→ **引用文**:
▬▬▬▬▬▬
喫茶サンルームは大きな窓に面した開放的な空間。窓越しに朝はご来光、夜は麓の夜景を眺めることができるそう。ビールやワインなどのアルコール類やおつまみ、人気のケーキセットやイチゴミルクが用意されています。
登頂を果たした達成感とお腹も満たされたことで眠くなってきますが、高標高の山小屋に到着後は、最低1時間は寝てはいけないそう。寝てしまうと呼吸が浅くなり、酸素不足による高山病の症状が出る可能性が高くなります。部屋で本を読んでゆっくり過ごしたり、山小屋内や周辺を探索するのがおすすめです。
山小屋での滞在で楽しみなのが食事。ご飯とお味噌汁のほか、お肉や魚、サラダ、デザートもあり品数・ボリューム満点。
これまで「山小屋のご飯っておいしいの?」と疑問に思っていましたが、肉・魚・野菜のバランスも良く、ハンバーグはふっくら。煮物もしっかり味がしみていましたし、お味噌汁も具だくさんで大満足の夕食でした。
▬▬▬▬▬▬
→ **データ**:

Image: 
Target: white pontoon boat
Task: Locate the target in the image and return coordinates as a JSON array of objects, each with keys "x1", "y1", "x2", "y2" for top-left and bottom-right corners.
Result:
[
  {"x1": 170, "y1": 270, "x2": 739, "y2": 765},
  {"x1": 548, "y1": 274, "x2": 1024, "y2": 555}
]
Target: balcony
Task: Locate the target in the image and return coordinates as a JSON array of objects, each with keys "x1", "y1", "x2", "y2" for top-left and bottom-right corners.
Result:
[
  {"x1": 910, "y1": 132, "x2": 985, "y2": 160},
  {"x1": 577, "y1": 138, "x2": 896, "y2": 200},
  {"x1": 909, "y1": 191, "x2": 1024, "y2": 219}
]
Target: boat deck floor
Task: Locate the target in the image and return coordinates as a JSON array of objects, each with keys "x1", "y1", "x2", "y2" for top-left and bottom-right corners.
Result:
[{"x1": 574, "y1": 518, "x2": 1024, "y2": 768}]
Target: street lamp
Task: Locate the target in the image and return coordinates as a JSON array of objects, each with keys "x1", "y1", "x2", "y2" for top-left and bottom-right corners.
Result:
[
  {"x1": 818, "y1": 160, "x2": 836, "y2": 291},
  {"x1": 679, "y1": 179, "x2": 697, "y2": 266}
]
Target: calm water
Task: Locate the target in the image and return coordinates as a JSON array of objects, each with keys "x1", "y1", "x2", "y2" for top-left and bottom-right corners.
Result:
▬▬▬▬▬▬
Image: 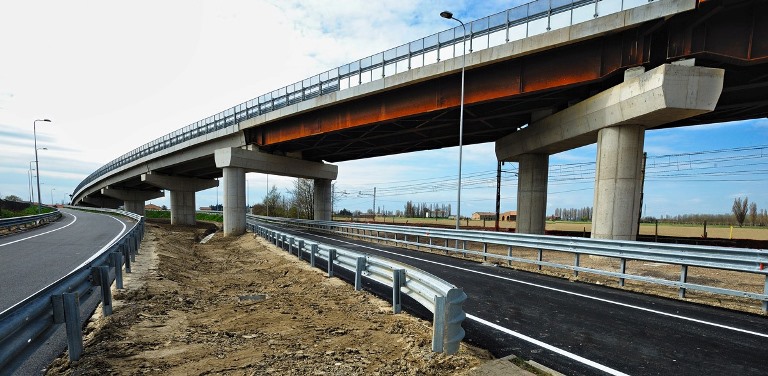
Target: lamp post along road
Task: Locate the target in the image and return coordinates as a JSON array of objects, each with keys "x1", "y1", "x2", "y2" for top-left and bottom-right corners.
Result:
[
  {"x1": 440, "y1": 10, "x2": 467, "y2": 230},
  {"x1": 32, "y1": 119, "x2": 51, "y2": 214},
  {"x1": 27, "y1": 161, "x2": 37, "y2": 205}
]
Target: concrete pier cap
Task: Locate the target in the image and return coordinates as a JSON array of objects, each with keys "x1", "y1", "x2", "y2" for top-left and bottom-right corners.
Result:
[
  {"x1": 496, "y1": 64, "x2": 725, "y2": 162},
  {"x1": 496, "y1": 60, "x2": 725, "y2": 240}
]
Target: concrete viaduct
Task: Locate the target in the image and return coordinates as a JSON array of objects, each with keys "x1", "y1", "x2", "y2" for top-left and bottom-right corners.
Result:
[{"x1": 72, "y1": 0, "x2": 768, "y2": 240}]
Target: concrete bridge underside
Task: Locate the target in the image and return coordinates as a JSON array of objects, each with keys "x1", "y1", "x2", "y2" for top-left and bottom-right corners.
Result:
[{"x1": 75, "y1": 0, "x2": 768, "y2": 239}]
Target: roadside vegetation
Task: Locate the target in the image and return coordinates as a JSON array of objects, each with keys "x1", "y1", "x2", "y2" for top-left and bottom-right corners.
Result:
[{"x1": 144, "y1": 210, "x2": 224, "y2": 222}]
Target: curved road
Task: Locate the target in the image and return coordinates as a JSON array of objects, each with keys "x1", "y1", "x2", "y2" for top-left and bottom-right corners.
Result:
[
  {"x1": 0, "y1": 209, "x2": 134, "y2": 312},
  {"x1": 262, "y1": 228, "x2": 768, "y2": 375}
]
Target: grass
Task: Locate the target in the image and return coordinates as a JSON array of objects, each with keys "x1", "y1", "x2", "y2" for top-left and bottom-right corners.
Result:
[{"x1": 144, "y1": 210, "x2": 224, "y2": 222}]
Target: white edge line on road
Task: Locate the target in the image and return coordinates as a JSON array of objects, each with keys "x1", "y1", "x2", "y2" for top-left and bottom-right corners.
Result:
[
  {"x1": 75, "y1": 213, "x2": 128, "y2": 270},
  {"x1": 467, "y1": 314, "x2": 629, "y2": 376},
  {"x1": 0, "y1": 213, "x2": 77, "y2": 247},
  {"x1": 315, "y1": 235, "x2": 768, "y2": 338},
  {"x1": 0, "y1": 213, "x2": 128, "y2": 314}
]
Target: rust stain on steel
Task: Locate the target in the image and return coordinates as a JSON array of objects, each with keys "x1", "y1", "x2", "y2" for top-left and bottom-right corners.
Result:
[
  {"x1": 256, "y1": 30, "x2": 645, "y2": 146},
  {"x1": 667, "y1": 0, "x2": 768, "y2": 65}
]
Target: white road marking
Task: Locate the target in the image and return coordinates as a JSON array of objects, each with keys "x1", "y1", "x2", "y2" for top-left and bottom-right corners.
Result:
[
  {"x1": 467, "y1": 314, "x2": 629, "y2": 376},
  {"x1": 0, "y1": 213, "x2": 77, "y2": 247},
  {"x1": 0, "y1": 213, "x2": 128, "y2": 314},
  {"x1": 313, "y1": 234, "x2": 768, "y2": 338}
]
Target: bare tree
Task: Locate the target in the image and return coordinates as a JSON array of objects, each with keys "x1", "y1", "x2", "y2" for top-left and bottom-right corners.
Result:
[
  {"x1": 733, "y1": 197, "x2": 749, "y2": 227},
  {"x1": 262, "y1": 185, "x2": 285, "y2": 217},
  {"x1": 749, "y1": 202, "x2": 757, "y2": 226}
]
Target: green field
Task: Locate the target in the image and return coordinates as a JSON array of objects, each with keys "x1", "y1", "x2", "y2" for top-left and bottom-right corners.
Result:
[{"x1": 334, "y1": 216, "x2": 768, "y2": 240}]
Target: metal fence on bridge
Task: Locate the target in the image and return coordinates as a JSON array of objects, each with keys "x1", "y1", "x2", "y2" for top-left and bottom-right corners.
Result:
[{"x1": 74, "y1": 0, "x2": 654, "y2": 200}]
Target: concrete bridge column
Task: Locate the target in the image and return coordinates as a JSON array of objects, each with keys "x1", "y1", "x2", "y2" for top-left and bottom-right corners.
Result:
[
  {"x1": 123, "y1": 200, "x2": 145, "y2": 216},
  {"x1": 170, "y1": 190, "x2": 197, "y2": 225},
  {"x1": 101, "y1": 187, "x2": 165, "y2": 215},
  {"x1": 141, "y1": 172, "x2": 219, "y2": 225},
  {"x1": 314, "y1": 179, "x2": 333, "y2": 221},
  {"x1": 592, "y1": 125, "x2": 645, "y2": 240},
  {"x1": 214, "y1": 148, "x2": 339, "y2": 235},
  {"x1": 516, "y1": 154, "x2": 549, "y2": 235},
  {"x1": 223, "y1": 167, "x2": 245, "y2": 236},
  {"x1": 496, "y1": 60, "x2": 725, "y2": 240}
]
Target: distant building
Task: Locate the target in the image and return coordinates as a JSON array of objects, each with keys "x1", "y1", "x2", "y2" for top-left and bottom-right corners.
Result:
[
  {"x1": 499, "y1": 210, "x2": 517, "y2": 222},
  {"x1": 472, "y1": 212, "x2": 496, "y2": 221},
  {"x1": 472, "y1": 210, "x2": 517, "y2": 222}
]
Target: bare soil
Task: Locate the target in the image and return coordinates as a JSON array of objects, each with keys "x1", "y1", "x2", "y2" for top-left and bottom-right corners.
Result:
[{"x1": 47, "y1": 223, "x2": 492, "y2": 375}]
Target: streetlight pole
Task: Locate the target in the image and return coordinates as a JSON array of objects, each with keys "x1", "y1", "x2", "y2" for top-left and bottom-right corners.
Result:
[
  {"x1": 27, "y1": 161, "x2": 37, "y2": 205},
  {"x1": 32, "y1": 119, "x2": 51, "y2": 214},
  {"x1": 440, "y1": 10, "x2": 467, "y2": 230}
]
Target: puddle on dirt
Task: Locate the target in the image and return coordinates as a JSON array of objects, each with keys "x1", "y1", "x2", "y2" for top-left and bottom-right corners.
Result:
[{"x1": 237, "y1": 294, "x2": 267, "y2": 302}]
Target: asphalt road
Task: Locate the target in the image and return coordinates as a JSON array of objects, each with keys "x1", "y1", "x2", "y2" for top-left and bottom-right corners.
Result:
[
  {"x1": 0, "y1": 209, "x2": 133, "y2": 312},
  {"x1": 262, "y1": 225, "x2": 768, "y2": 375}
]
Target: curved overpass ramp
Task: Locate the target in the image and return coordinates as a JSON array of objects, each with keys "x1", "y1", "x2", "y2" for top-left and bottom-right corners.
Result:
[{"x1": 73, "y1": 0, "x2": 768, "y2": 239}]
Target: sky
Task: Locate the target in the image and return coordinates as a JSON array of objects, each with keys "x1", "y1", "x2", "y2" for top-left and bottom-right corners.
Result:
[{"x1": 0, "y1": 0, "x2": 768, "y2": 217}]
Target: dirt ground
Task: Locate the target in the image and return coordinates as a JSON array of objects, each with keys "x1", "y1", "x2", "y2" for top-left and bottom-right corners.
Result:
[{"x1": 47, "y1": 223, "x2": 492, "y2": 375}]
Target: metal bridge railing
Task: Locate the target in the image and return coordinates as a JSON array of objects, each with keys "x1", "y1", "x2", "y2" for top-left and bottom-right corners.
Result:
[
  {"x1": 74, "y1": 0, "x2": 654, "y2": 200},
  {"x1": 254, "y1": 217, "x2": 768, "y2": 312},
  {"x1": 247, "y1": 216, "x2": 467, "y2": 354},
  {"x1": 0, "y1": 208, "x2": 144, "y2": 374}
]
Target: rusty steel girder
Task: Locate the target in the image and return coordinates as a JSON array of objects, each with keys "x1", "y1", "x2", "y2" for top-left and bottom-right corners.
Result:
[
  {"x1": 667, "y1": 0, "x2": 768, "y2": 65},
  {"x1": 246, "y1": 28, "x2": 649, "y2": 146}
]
▬▬▬▬▬▬
→ **課題 A**: 次の(i)〜(iii)が山小屋についての文章の内容と合うか、それぞれ「はい」か「いいえ」で答え、決め手となる語句を文章からそのまま引用せよ。(i) 喫茶サンルームではアルコール類が用意されている。(ii) 高標高の山小屋では、到着後すぐに寝るのがよい。(iii) 山小屋の食事にはデザートが付かない。
→ **課題 B**: 記録のうち、文字列「concrete」を含む行をすべて抜き出せ。大文字と小文字は区別する。

→ **正解 A**:
(i) はい。「ビールやワインなどのアルコール類やおつまみ」
(ii) いいえ。「最低1時間は寝てはいけないそう」
(iii) いいえ。「サラダ、デザートもあり」

→ **正解 B**:
Target: concrete pier cap
Target: concrete viaduct
Target: concrete bridge underside
Target: concrete bridge column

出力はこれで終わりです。